Copy the data exactly; pictures stay out of the copy.

──────

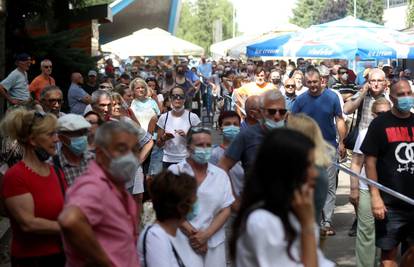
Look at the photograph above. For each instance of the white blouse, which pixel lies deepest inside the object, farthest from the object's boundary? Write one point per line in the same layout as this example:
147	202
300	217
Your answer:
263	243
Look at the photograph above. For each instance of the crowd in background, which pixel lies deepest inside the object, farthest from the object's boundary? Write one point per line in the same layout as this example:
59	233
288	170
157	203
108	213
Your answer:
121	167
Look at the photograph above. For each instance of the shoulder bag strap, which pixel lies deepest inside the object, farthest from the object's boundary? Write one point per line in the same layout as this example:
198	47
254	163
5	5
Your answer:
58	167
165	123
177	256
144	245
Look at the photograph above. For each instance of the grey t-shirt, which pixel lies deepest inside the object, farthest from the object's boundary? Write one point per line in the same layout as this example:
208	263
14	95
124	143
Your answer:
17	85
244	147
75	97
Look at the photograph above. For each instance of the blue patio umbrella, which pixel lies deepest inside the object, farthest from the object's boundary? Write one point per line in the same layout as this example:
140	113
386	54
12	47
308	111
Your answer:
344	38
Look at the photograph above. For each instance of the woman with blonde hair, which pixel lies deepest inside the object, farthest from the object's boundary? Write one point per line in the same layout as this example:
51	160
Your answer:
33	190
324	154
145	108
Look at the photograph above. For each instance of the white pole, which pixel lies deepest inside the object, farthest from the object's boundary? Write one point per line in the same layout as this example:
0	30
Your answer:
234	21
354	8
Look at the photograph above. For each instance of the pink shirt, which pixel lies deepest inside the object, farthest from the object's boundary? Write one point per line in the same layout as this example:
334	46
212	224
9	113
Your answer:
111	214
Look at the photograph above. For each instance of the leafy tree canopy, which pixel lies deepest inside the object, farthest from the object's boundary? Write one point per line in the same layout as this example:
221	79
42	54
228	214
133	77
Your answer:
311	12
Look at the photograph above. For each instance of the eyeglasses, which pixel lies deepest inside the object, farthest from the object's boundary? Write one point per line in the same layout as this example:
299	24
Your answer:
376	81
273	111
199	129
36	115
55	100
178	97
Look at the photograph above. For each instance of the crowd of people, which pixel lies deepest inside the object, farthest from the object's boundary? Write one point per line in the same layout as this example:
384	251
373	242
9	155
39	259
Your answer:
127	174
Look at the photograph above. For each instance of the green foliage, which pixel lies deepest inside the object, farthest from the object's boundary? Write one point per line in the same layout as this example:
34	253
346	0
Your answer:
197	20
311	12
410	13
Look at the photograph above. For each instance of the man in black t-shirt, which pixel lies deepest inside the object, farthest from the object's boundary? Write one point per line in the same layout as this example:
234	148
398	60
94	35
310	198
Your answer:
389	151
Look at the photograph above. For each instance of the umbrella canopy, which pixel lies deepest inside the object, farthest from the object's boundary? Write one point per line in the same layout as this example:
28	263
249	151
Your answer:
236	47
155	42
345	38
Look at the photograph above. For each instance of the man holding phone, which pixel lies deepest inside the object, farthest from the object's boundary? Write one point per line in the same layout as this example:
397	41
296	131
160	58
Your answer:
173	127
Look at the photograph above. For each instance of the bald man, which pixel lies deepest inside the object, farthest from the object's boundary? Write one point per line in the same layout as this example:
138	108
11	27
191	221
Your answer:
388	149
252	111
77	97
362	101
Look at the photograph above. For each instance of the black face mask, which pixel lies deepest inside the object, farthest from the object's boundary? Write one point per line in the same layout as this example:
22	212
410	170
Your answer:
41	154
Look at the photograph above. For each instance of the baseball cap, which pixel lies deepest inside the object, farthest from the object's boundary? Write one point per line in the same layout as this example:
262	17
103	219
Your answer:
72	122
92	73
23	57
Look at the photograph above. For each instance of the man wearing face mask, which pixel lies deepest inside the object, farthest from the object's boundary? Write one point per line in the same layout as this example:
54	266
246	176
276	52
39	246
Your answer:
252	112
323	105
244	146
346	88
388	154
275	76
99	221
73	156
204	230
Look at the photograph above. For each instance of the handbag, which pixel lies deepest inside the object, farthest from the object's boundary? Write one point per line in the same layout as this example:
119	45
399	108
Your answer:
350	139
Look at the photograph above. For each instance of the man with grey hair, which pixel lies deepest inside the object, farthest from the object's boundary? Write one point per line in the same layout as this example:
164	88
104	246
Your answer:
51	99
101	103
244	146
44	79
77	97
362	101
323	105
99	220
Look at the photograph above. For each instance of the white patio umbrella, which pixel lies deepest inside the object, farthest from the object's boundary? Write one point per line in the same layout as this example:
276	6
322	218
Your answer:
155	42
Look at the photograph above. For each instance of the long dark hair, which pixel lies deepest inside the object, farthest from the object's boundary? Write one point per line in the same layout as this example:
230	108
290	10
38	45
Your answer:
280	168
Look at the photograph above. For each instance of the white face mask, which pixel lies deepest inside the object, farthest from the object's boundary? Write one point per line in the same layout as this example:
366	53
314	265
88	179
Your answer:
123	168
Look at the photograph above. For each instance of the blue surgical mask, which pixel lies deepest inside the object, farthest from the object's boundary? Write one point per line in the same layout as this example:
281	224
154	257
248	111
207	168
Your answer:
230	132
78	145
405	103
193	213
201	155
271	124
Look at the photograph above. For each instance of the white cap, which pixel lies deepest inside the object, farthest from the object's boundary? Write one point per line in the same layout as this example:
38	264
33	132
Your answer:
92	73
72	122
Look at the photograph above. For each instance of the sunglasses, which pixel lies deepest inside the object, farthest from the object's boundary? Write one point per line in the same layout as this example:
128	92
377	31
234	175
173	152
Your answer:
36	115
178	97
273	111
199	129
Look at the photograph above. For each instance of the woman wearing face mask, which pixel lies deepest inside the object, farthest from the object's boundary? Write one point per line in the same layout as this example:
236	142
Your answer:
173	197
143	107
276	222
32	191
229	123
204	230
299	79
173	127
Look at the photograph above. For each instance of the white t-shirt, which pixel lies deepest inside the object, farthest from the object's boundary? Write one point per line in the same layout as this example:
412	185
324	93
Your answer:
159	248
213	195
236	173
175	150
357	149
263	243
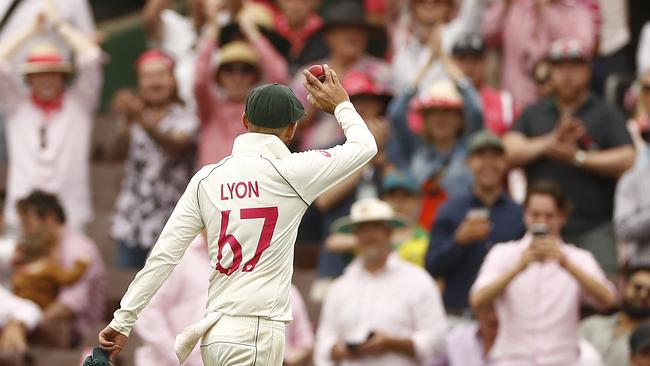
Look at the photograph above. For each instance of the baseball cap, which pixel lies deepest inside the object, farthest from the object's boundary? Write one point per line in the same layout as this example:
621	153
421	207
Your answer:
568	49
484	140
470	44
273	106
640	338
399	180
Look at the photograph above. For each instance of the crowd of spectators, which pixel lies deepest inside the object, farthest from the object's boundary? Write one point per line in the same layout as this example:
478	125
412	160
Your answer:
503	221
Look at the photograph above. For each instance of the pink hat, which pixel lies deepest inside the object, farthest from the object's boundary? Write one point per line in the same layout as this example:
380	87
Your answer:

──────

> Response for this exercise:
Look at the photograph above. For each instance of the white blouse, which pixel lies deepest inside the object, farthest from the object's boundary? Write one point per line in the same layout as this example:
147	202
300	217
Your answer:
263	243
Look at the photograph above. For each instance of the crowd in background, which pixel lies deepest inside the object, farthest from the object's boundary? Write one point per line in the same layout as this example:
59	233
288	170
157	203
108	213
Your answer:
121	167
Look at the photograph above. For each instance of the shoulder bag strap, which pixel lies deepest inside the object, farthest from the object's boundary? Write one point per line in the same layout as this example:
198	47
254	163
5	5
Your answer:
58	167
165	123
177	256
144	245
Look at the photograph above. For each instance of the grey t-shirt, which pixel lies deepest inside the object, farthest from the object's boundary? Write one point per line in the same layout as this example:
208	263
14	95
124	143
Your answer:
17	85
244	147
75	97
Look at the photograph above. For each instance of the blue patio umbrella, which pixel lies deepest inside the object, farthest from the object's boundary? Write one point per line in the same layout as this example:
140	113
386	54
12	47
308	111
Your answer:
344	38
Look at the photograph above. For each instance of the woman with blonde hair, which pixel lies deepest inside the object, farthest from the object's boundary? Write one point per line in the same layout as this example:
51	160
Your answer:
33	190
324	154
145	108
Look at the photograph above. For each instance of the white pole, which pixel lies deepest inside the object, farthest from the object's boundary? Write one point per line in the same layout as this example:
0	30
Your answer:
234	21
354	8
Look at the photograph above. For each instance of the pink shirt, which pixel lies deepest inside the object, farthest from the object's boundary? Write one point per line in the same layout as this example:
334	46
212	224
9	113
Your answer:
111	214
Look at the photograph above. For each instance of the leafy tree canopy, which pixel lies deepest inside the object, farthest from the object's boundary? Write one point per line in the same layout as this example:
221	79
42	54
228	214
133	77
Your answer:
311	12
Look at the photograph above. For each instance of the eyeglasses, which pixel lies deepest inside the object, farthest from the object's boundary? Write one point per line in the same layout as this example:
299	24
Your answer:
376	81
273	111
199	129
36	115
55	100
178	97
Look at the photograph above. For each instance of the crowd of people, which pixel lies deepest inside the object, farthest from the object's boundary? Write one point per line in the same layout as this example:
384	251
373	242
9	155
39	259
Your answer:
127	174
Look at the photograph above. For each instance of the green foliage, which pixel lies deepest inside the object, farthest from the object's boundary? Write one point per line in the same layout as this example:
34	253
346	0
Your answer:
197	20
311	12
410	13
Look at the photograph above. For each instance of the man in black t-shirt, which pixel lies deepest inside the object, farthest from the object's boundary? Write one point per line in the same layout as this example:
234	148
398	60
94	35
310	198
Your answer:
389	151
Look at the photograph above. For each instance of the umbrella canopy, which pixel lies deepest inside the object, farthest from the object's boundary? Write one point per line in the same layout as this example:
28	263
249	151
Your answer:
236	47
155	42
345	38
Look at the photograph above. For each instance of the man holding phone, which pixel lies deepest inside the object, farthest from the object's boundary? Write one point per line in the same layout as this example:
397	41
296	131
160	58
Your answer:
173	127
Look at the photograph above. For each instance of the bald man, which pixel lies deepest inside the object, farthest from the object's boundary? Write one point per line in the same layout as this example:
138	108
11	27
191	221
Your answer:
388	149
252	111
77	97
362	101
Look at the photograph above. For each instance of the black face mask, which pixel lies deepest inside the object, farthest from the object's boundary? Write one point per line in the same layout as this example:
22	212
410	170
Your answer:
41	154
Look at the photograph above. For each instance of the baseball cap, which pixel lies deepest inside the object, farthest from the object's boundary? Write one point per line in the same layout as this example:
262	17
103	219
Your answer:
72	122
92	73
23	57
Look at the photograph above. For each instance of the man wearing face mask, which pixel lies deepest inside the object, farthest from the object's boundary? Write one point per line in the same layout as this example:
54	266
246	176
276	52
39	246
Your answer:
252	112
323	105
244	146
346	88
388	154
275	76
99	221
73	156
204	230
Look at the photograph above. For each instance of the handbag, which pixel lies deepest inside the object, farthest from the object's boundary? Write one point per line in the same layout as this example:
119	45
399	108
Your answer:
350	139
Look at the photograph above. For each instance of the man with grey hair, which pixel lies deepest inside the object, farthest from the object's boundary? Write one point per line in the same layout as this example:
164	88
104	246
Your answer:
51	99
101	103
244	146
44	79
77	97
362	101
323	105
99	220
Look at the photograph above. For each instance of the white patio umbrella, which pixel lies deepest inside the object, farthest from the object's boundary? Write one point per line in the same layout as this example:
276	6
322	218
Your answer:
155	42
Look at the photograph above. For each instance of the long dark hair, which pixel lies deepest inside the object, farthest from the object's boundary? Write one point per line in the same layout as this example:
230	108
290	10
38	45
Your answer:
280	168
Look at the photograph above. For each instance of the white face mask, which pixel lies deepest inside the object, farthest from the object's boundary? Write one point per line in the same layout as this example:
366	53
314	265
88	179
Your answer:
123	168
Look at the photograph above. For each instance of the blue surgical mask, which pixel lies deepest inside the object, farthest from the object's boundary? Write one point per line in the same layout as this example:
281	224
154	257
248	111
207	168
Your answer:
230	132
78	145
405	103
193	213
201	155
271	124
Look at the photograph above. For each instance of the white cap, which pixel lies deepest inside the object, farthest from the object's boundary? Write one point per line in the same layout as this example:
38	264
33	132
Your answer:
92	73
72	122
Look at the photograph above. For each instance of the sunglasses, which pixel lies deepest inside the object, farthest from the object's boundary? Write one point per line in the same layout as this example:
128	92
377	31
234	175
173	152
Your answer:
36	115
178	97
273	111
199	129
Look at the photograph above. For each instance of the woman wearing face mask, which pixel lies deepest inside the object, farthest from the object's boundary? Write one point per line in the same layout as this example:
236	142
Your answer:
173	197
143	107
276	222
32	191
229	123
204	230
299	79
173	127
Look at the photograph above. For each instance of the white t-shirt, which pixel lies deepest inside the object, farthest from the object's boundary? Write one point per line in the same layout as this example:
412	185
324	93
Your answer:
159	248
213	195
236	173
175	150
357	149
263	243
Look at the photograph above. For each instance of the baseball cap, which pixel lies deepest inside the object, farthest from the object's boundary? Write one point per line in the same layout as this example:
621	153
421	207
Your answer:
568	49
484	140
470	44
273	106
640	338
399	180
Look at the photograph above. For each instance of the crowd of spectators, which pixel lies deepest inside the object, farthest from the object's boundary? Write one point per line in the same layout as this example:
478	125
412	160
Your answer:
503	221
Look at the photograph above. For each instance of the pink hat, which pixel lies deepest inside the object, farthest from the object's boundary? Write one point per line in the same layout as this example:
380	87
Your answer:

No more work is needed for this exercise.